• [PROVIDED DATA]
-- BEGIN --
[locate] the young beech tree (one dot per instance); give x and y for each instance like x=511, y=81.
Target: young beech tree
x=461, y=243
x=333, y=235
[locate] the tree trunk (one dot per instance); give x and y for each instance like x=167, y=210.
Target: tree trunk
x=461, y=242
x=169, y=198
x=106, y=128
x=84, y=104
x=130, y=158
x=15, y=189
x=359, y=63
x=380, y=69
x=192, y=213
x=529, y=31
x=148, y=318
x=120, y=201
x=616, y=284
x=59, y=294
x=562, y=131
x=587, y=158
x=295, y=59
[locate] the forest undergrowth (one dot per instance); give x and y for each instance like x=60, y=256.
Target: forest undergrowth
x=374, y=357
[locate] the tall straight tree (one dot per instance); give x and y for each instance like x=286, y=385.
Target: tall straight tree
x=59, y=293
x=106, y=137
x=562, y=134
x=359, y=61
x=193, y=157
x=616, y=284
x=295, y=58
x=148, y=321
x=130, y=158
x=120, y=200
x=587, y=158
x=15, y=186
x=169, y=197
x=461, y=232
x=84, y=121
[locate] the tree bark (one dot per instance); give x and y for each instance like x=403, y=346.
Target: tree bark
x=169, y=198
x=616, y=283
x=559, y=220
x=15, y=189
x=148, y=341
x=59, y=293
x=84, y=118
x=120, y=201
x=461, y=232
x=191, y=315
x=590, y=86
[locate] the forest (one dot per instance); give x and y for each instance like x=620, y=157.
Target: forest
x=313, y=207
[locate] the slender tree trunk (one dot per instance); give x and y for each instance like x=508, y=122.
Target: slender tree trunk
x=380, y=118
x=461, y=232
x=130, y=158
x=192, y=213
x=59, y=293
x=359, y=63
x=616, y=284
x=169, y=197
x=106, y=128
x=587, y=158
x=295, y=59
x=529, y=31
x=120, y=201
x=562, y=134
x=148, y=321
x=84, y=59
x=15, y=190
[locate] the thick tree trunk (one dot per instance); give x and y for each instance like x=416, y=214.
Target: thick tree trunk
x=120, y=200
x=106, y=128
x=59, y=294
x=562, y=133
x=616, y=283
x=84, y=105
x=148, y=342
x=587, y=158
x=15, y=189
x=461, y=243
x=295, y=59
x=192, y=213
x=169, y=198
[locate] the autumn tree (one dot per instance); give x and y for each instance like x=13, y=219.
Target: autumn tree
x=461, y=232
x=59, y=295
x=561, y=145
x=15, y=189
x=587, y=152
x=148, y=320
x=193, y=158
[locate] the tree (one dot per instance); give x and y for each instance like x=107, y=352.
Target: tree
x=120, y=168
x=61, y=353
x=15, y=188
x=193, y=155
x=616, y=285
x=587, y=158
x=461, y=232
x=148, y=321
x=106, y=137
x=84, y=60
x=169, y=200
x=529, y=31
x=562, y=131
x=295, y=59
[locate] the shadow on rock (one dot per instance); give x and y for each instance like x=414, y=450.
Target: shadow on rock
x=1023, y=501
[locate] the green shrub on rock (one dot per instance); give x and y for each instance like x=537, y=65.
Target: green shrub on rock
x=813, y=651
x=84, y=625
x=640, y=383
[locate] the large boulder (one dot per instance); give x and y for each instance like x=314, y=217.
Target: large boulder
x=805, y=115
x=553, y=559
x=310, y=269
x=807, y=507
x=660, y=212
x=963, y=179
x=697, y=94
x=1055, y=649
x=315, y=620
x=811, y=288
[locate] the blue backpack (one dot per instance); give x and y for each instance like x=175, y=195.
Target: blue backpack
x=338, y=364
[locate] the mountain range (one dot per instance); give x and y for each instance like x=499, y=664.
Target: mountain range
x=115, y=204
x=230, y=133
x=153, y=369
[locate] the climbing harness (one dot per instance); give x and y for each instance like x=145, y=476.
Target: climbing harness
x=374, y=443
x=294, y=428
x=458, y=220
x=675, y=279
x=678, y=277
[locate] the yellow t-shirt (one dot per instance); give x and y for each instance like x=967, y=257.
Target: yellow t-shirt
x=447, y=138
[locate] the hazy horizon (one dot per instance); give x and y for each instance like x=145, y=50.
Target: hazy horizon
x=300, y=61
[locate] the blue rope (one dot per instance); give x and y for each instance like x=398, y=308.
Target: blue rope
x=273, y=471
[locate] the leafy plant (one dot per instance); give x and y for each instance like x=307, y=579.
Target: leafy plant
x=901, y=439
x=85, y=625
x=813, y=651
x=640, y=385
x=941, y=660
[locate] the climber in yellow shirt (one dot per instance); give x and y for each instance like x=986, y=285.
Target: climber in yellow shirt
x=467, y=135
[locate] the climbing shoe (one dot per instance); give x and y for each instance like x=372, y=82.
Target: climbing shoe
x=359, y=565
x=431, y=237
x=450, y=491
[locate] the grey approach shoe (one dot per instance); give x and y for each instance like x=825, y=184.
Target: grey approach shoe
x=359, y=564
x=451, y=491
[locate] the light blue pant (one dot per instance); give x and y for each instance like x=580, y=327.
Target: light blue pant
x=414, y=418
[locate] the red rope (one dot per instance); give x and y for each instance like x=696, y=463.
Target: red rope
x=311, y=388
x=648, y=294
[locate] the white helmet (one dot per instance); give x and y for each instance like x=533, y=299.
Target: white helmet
-- END --
• [DESCRIPTION OF THE TASK] Repeat the records above exactly, from the first line to the last.

• [FINAL ANSWER]
[locate] the young beech tree (one dot per instance); give x and y for each instance like x=511, y=81.
Target: young beech tree
x=461, y=243
x=333, y=235
[locate] the tree trunk (one dot per instance); give x and y for each instance like x=167, y=210.
Target: tree trunk
x=461, y=242
x=169, y=198
x=106, y=128
x=84, y=104
x=130, y=158
x=15, y=189
x=359, y=63
x=380, y=69
x=192, y=213
x=529, y=31
x=148, y=318
x=120, y=201
x=616, y=284
x=59, y=294
x=562, y=131
x=587, y=158
x=295, y=59
[locate] the forest undergrowth (one dot per instance); give x and y for each instance like x=60, y=256.
Target: forest undergrowth
x=374, y=357
[locate] the tall straight tree (one dot per instance); give x and y for each instance like x=286, y=385.
Target: tall straight tree
x=59, y=293
x=106, y=137
x=562, y=134
x=359, y=61
x=193, y=157
x=616, y=284
x=295, y=58
x=148, y=321
x=130, y=158
x=120, y=200
x=587, y=158
x=15, y=186
x=169, y=197
x=461, y=232
x=84, y=121
[locate] the tree bark (one dot per instance); give x and y for each instance like x=403, y=346.
Target: tree bark
x=169, y=198
x=616, y=283
x=559, y=220
x=15, y=189
x=148, y=341
x=59, y=293
x=84, y=118
x=120, y=201
x=461, y=232
x=191, y=315
x=590, y=86
[locate] the forest (one dot per instance); give x and y for each instance like x=620, y=157.
Target: forest
x=313, y=207
[locate] the slender tree trunk (one dot per instance); give x and y for each instance like x=508, y=122.
Target: slender tree trunk
x=380, y=118
x=461, y=232
x=130, y=158
x=192, y=213
x=59, y=293
x=359, y=63
x=616, y=284
x=169, y=197
x=106, y=128
x=587, y=158
x=295, y=59
x=529, y=31
x=120, y=201
x=562, y=134
x=148, y=321
x=84, y=59
x=15, y=190
[locate] the thick tree trunk (one dot per instance); give x and y for each instance like x=416, y=214.
Target: thick tree trunk
x=120, y=200
x=106, y=128
x=59, y=294
x=562, y=133
x=616, y=283
x=84, y=105
x=148, y=342
x=587, y=158
x=15, y=189
x=461, y=243
x=295, y=59
x=192, y=213
x=169, y=198
[locate] the autumn tree (one dot per instance); give x and y for each instance like x=13, y=219.
Target: autumn tree
x=461, y=232
x=59, y=295
x=561, y=145
x=15, y=189
x=587, y=152
x=148, y=320
x=193, y=158
[locate] the tree (one dot per instance); give x and y for each instance like x=107, y=352.
Target: tree
x=120, y=168
x=61, y=353
x=15, y=188
x=193, y=155
x=616, y=285
x=587, y=158
x=461, y=232
x=148, y=321
x=106, y=137
x=84, y=60
x=169, y=200
x=529, y=31
x=562, y=131
x=295, y=59
[locate] the shadow on rock (one dot per instance); give x and y for each instance like x=414, y=450.
Target: shadow on rock
x=1023, y=501
[locate] the green shrub on rock (one dot per instance); give x and y for each instance like x=537, y=65.
Target: green shrub on rock
x=813, y=651
x=84, y=625
x=640, y=383
[locate] the large boulder (one dot per instance); give x and y for each instance like x=314, y=217.
Target: large boulder
x=805, y=115
x=553, y=559
x=310, y=269
x=807, y=507
x=660, y=212
x=963, y=179
x=697, y=94
x=1055, y=649
x=315, y=620
x=811, y=288
[locate] the blue backpack (one dot per instance); give x and y for each instance like x=175, y=195.
Target: blue backpack
x=338, y=364
[locate] the mountain range (one dot per instance); give x and y for each instance like x=499, y=664.
Target: mountain range
x=115, y=204
x=230, y=133
x=153, y=369
[locate] the climbing harness (one dot per instance); give x and y for each instance like x=145, y=476.
Target: climbing harness
x=374, y=443
x=294, y=428
x=458, y=220
x=675, y=279
x=678, y=277
[locate] the yellow t-shirt (one dot per instance); give x and y for each instance like x=967, y=257.
Target: yellow t-shirt
x=447, y=138
[locate] the hazy horizon (one dot per instance); give x and y for each instance like x=145, y=50.
Target: hazy horizon
x=300, y=61
[locate] the blue rope (one dot per instance); give x and y for each instance like x=398, y=308.
Target: blue rope
x=273, y=471
[locate] the leafy plant (one dot per instance); give x and y for each instance like x=307, y=579.
Target: leafy plant
x=901, y=439
x=85, y=625
x=813, y=651
x=640, y=385
x=941, y=660
[locate] the climber in yellow shirt (one dot per instance); give x and y for each instance like x=986, y=285.
Target: climber in yellow shirt
x=467, y=135
[locate] the climbing shoe (one dot per instance); give x and y for each instance like x=372, y=82.
Target: climbing shoe
x=359, y=565
x=431, y=237
x=450, y=491
[locate] the grey approach shoe (one dot per instance); give x and y for each instance like x=825, y=184.
Target: grey approach shoe
x=359, y=564
x=451, y=491
[locate] the light blue pant (one dot per instance); give x and y for each instance like x=580, y=327.
Target: light blue pant
x=414, y=418
[locate] the red rope (one dot per instance); give x and y for each instance like x=696, y=463.
Target: red rope
x=311, y=388
x=648, y=294
[locate] the white helmet (one dot per instance); give x and y for each instance like x=533, y=299.
Target: white helmet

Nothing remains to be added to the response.